Problem to solve => State how many of the lines below contain the string "black". Reply with the number only.

Records =>
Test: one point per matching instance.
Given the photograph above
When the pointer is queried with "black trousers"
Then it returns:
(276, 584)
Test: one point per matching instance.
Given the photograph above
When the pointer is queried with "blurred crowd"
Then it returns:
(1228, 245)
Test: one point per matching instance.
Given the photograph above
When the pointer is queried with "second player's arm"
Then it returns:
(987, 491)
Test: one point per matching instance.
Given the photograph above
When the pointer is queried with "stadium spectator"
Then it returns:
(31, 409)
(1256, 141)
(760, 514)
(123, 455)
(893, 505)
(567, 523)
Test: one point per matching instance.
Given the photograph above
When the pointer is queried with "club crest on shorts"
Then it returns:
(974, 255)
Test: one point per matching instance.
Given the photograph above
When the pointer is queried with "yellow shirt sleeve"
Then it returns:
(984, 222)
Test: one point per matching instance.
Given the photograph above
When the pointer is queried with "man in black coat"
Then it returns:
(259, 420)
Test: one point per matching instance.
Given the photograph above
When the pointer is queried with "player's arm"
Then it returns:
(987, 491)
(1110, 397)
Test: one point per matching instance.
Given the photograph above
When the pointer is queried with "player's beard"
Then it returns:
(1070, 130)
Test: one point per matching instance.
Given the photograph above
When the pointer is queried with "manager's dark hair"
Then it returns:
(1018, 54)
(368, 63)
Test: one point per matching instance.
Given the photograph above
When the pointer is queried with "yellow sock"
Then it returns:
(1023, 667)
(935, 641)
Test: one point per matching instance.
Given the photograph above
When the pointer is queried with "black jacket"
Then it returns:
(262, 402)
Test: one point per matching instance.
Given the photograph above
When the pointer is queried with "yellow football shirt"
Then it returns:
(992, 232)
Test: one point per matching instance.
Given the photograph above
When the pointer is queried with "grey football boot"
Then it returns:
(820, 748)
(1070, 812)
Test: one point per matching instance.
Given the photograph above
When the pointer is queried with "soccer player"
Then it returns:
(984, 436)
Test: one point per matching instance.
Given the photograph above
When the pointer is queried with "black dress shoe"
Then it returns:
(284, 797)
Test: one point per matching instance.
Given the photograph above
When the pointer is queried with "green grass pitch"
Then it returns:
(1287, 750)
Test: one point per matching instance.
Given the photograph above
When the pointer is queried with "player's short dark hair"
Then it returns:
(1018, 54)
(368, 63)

Output => 4